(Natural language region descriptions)
[Start of section]

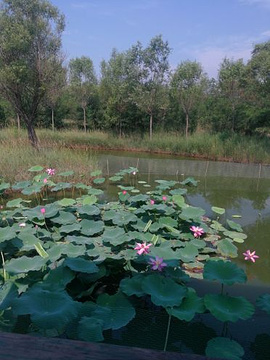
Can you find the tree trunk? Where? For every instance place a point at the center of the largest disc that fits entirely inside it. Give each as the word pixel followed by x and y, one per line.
pixel 84 119
pixel 151 126
pixel 187 124
pixel 52 119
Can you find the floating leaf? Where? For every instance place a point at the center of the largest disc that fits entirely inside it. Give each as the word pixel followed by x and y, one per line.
pixel 228 308
pixel 225 272
pixel 224 348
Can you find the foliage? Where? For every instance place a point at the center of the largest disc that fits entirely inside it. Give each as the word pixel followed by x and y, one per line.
pixel 71 266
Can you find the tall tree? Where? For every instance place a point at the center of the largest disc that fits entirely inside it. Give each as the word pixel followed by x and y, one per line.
pixel 82 81
pixel 188 82
pixel 30 44
pixel 149 68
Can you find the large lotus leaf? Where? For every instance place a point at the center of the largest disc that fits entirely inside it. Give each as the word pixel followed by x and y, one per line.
pixel 66 202
pixel 64 218
pixel 25 264
pixel 115 310
pixel 263 302
pixel 224 348
pixel 132 286
pixel 61 186
pixel 164 291
pixel 191 213
pixel 234 226
pixel 8 292
pixel 188 253
pixel 225 272
pixel 7 233
pixel 90 329
pixel 48 309
pixel 228 308
pixel 67 229
pixel 227 248
pixel 190 305
pixel 81 265
pixel 90 210
pixel 91 227
pixel 58 278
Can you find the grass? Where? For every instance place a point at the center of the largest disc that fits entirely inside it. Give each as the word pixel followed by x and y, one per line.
pixel 56 149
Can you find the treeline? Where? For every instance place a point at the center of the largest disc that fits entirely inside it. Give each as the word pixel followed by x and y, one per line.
pixel 137 90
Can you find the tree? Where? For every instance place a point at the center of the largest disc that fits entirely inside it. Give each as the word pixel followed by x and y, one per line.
pixel 188 83
pixel 149 68
pixel 30 44
pixel 82 81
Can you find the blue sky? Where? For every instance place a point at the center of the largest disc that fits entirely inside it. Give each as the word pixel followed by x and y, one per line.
pixel 201 30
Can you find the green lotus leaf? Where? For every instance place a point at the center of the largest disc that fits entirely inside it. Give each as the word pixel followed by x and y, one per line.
pixel 99 181
pixel 48 309
pixel 61 186
pixel 218 210
pixel 192 212
pixel 225 272
pixel 66 173
pixel 263 302
pixel 132 286
pixel 64 218
pixel 36 168
pixel 90 210
pixel 25 264
pixel 188 253
pixel 81 265
pixel 178 191
pixel 67 229
pixel 66 202
pixel 90 329
pixel 227 248
pixel 228 308
pixel 224 348
pixel 190 305
pixel 234 226
pixel 114 310
pixel 91 227
pixel 164 291
pixel 8 292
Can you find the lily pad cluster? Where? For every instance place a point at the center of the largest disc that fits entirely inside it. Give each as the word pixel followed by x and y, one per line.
pixel 69 267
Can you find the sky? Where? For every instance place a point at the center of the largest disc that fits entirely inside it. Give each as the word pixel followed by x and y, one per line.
pixel 205 31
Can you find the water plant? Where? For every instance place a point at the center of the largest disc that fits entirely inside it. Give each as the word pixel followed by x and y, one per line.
pixel 81 265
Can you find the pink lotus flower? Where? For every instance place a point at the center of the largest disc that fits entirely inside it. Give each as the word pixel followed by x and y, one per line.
pixel 142 248
pixel 157 263
pixel 50 171
pixel 197 231
pixel 250 255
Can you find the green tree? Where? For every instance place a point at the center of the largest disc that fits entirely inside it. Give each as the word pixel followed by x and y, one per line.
pixel 83 82
pixel 30 44
pixel 188 84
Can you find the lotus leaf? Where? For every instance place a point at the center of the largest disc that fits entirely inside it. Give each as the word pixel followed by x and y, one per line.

[End of section]

*PROBLEM REQUIREMENTS*.
The images are to be left out; every line above should be set down exactly.

*ANSWER SECTION*.
Can you find the tree trunk? Where? For every instance place a point at the center of the largest disc that fits entirely inside it. Give each as the word pixel followed by x and y, one per line.
pixel 84 119
pixel 151 126
pixel 187 124
pixel 52 119
Can you find the floating leaf? Where? For every instance place a point at the center of the largest disc that fits entirely inside it. Give each as the word pixel followed by x and y, one per line.
pixel 228 308
pixel 225 272
pixel 224 348
Can you find the foliage? Where? For every instance place a point at the center of the largest disc that fits entirely inside it. Give each as the word pixel followed by x and y, one per line.
pixel 71 266
Can you find the tall tree? Where? For every instance place a point at the center of the largest disc that fits entirely inside it. Give each as the word pixel followed by x and y, one per line.
pixel 82 81
pixel 188 82
pixel 30 44
pixel 149 68
Can you find the large lotus leaf? Where? For every instance place a point at the center of the largest disc that fits entirely inside it. Give each as the word pixel followed by x and y, one per line.
pixel 66 202
pixel 64 218
pixel 25 264
pixel 115 310
pixel 263 302
pixel 224 348
pixel 132 286
pixel 61 186
pixel 164 291
pixel 191 213
pixel 234 226
pixel 8 292
pixel 188 253
pixel 225 272
pixel 7 233
pixel 90 329
pixel 48 309
pixel 228 308
pixel 67 229
pixel 227 248
pixel 190 305
pixel 81 265
pixel 90 210
pixel 91 227
pixel 58 278
Can you find the grass? Where? For every instance place a point at the center of the largest disc that fits entirely inside it. Give each as the word pixel followed by x and y, one per line.
pixel 56 149
Can you find the treeline? Where? For every instance place a point at the center of the largest disc that fits entirely inside it. Give each as the word pixel followed by x and y, one per line.
pixel 137 90
Can you find the tree? Where? For every instance place a point at the center of the largest disc that fits entirely inside it. Give each as the word pixel followed by x and y, one per line.
pixel 188 83
pixel 149 68
pixel 30 44
pixel 82 81
Can you find the blue sky? Where? For every instance place a point at the center of the largest disc that fits entirely inside it. Give each as the word pixel followed by x and y, one per line.
pixel 201 30
Can you find the green lotus leaf? Where? For every instance place a point at the center of the largest disc that fits entirely inside it. Give each as the word pixel followed by x and y, one per line.
pixel 99 181
pixel 48 309
pixel 61 186
pixel 218 210
pixel 192 212
pixel 225 272
pixel 66 173
pixel 263 302
pixel 132 286
pixel 64 218
pixel 36 168
pixel 90 210
pixel 25 264
pixel 188 253
pixel 81 265
pixel 178 191
pixel 67 229
pixel 66 202
pixel 90 329
pixel 227 248
pixel 228 308
pixel 224 348
pixel 190 305
pixel 234 226
pixel 114 310
pixel 91 227
pixel 164 291
pixel 8 292
Can you find the lily pad cluster? Where? For every instance place a point at the center of the largest disc that fits entirely inside it. Give each as the word pixel followed by x and y, one per line.
pixel 69 267
Can you find the sky? Where? For every instance place a point at the center of the largest disc that fits entirely inside it. Give each as the word pixel followed by x and y, one per line.
pixel 205 31
Can you find the water plant? Where? For every instance place a point at the center of the largest disc that fits entirely inside it. Give each as the word pixel followed by x and y, one per line.
pixel 81 265
Can you find the pink lotus flower? Where? For every instance place a point at the center of the largest disc that fits entirely inside it. Give each as the word pixel followed by x and y, one per line.
pixel 142 248
pixel 157 263
pixel 50 171
pixel 197 231
pixel 250 255
Can you find the green tree? Where? For every instance place a point at the center of the largest disc that fits entirely inside it. Give each as the word pixel followed by x and y, one per line.
pixel 83 82
pixel 30 44
pixel 188 84
Can you find the lotus leaf? Where? For every instance place a point at the center of the largest disc that fits entirely inside it. Give each as the word pixel followed by x and y, one per line.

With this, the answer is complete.